» What you need to do: Please give every line of the records below as a JSON list of strings, one string per line, with blank lines and the pictures left out.

══════════════════════════════

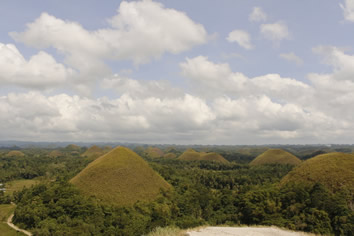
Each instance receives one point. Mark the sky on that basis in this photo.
(177, 72)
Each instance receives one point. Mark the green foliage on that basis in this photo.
(276, 156)
(120, 177)
(204, 193)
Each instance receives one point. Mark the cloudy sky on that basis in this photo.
(184, 72)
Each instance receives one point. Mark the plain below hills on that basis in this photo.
(120, 177)
(275, 156)
(192, 155)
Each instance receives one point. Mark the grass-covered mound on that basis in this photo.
(333, 170)
(170, 155)
(15, 154)
(73, 147)
(153, 152)
(93, 152)
(192, 155)
(120, 177)
(56, 153)
(276, 156)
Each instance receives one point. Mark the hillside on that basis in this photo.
(73, 147)
(93, 152)
(275, 156)
(56, 153)
(120, 177)
(192, 155)
(334, 170)
(153, 152)
(15, 154)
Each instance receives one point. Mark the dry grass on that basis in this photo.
(191, 155)
(93, 152)
(120, 177)
(154, 152)
(334, 170)
(168, 231)
(276, 156)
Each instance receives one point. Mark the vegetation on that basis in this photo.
(120, 177)
(191, 155)
(15, 154)
(333, 170)
(153, 152)
(276, 156)
(203, 193)
(5, 211)
(93, 152)
(18, 185)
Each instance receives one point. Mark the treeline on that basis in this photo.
(204, 193)
(36, 165)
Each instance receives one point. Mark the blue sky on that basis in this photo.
(247, 72)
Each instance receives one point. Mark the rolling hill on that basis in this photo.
(276, 156)
(93, 152)
(153, 152)
(56, 153)
(192, 155)
(334, 170)
(15, 154)
(120, 177)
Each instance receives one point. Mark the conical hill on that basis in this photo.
(120, 177)
(334, 170)
(93, 152)
(192, 155)
(276, 156)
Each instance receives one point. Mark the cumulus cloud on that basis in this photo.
(140, 31)
(211, 80)
(292, 57)
(39, 72)
(275, 32)
(241, 37)
(257, 15)
(348, 10)
(76, 118)
(141, 89)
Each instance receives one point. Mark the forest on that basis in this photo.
(204, 193)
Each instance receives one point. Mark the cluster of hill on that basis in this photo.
(276, 156)
(120, 177)
(192, 155)
(187, 190)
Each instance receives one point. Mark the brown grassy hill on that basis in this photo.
(56, 153)
(120, 177)
(334, 170)
(93, 152)
(192, 155)
(276, 156)
(15, 154)
(170, 155)
(73, 147)
(153, 152)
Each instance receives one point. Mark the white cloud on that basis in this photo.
(140, 31)
(141, 89)
(40, 71)
(211, 80)
(71, 117)
(275, 32)
(291, 57)
(241, 37)
(348, 10)
(257, 15)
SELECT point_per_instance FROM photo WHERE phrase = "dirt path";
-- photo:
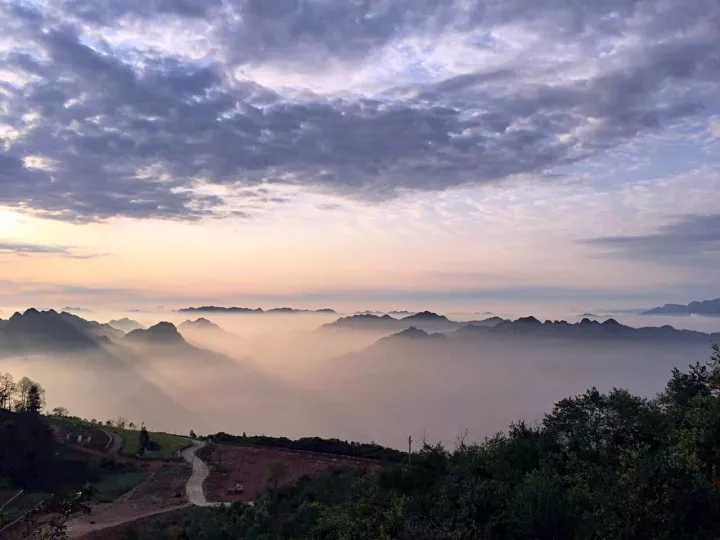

══════════════════════════════

» Answer to the problem:
[
  "Each instance receives one point. Mark the sky on that basis in this photo.",
  "(177, 72)",
  "Each instance receives one point. Mark the green foliage on that basis in this photo.",
  "(276, 156)",
  "(120, 177)",
  "(204, 193)",
  "Each instance receives one point. Mark the cloudy sky on that basis in this photo.",
  "(184, 72)",
  "Each instance receives one point. Mark the plain below hills on that basis in this photo.",
  "(120, 177)",
  "(275, 156)",
  "(192, 155)",
  "Each instance receives one point. Mark the grass-covered mound on that basis in this photo.",
  "(333, 170)",
  "(170, 155)",
  "(15, 154)",
  "(73, 147)",
  "(153, 152)",
  "(93, 152)",
  "(192, 155)",
  "(120, 177)",
  "(56, 153)",
  "(276, 156)",
  "Each instance receives one point. Mark the hillside on that basis in this photo.",
  "(73, 147)",
  "(93, 152)",
  "(275, 156)",
  "(56, 153)",
  "(120, 177)",
  "(192, 155)",
  "(334, 170)",
  "(153, 152)",
  "(15, 154)",
  "Each instance receives one point. Mark the dry grass on that basis in this photo.",
  "(191, 155)",
  "(93, 152)",
  "(120, 177)",
  "(154, 152)",
  "(334, 170)",
  "(168, 231)",
  "(276, 156)",
  "Each instance receives one point. Mark the vegetation on that basis in this photo.",
  "(120, 177)",
  "(191, 155)",
  "(15, 154)",
  "(333, 170)",
  "(153, 152)",
  "(276, 156)",
  "(203, 193)",
  "(5, 211)",
  "(93, 152)",
  "(18, 185)",
  "Each instance receives one point. Mark the treeline on that basis in this photo.",
  "(204, 193)",
  "(36, 165)",
  "Each instance receives one point. Mark the blue sky on that basis in this photo.",
  "(247, 72)",
  "Each instance receives one point. Mark the rolling hill on that basis in this photo.",
  "(276, 156)",
  "(93, 152)",
  "(153, 152)",
  "(56, 153)",
  "(192, 155)",
  "(334, 170)",
  "(15, 154)",
  "(120, 177)",
  "Each instance receives one point. Mark the conical hill on that basis in this photo.",
  "(120, 177)",
  "(334, 170)",
  "(93, 152)",
  "(192, 155)",
  "(276, 156)",
  "Each instance receives one point. Mark the cumulus cloud on that basis in this photo.",
  "(140, 31)",
  "(211, 80)",
  "(292, 57)",
  "(39, 72)",
  "(275, 32)",
  "(241, 37)",
  "(257, 15)",
  "(348, 10)",
  "(76, 118)",
  "(141, 89)",
  "Each instance receives one point. Mark the forest on that basis in this photo.",
  "(204, 193)",
  "Each instance receives one point. Mark the cluster of hill on that basis in this photo.",
  "(276, 156)",
  "(120, 177)",
  "(192, 155)",
  "(187, 190)",
  "Each instance receives one point. Mark the brown grassy hill on that basis in this photo.",
  "(56, 153)",
  "(120, 177)",
  "(334, 170)",
  "(93, 152)",
  "(192, 155)",
  "(276, 156)",
  "(15, 154)",
  "(170, 155)",
  "(73, 147)",
  "(153, 152)",
  "Each instance receives one point. Mark the white cloud on that basis in this photo.",
  "(140, 31)",
  "(141, 89)",
  "(40, 71)",
  "(211, 80)",
  "(71, 117)",
  "(275, 32)",
  "(291, 57)",
  "(241, 37)",
  "(348, 10)",
  "(257, 15)",
  "SELECT point_per_instance FROM photo WHERE phrase = \"dirt path\";",
  "-- photo:"
]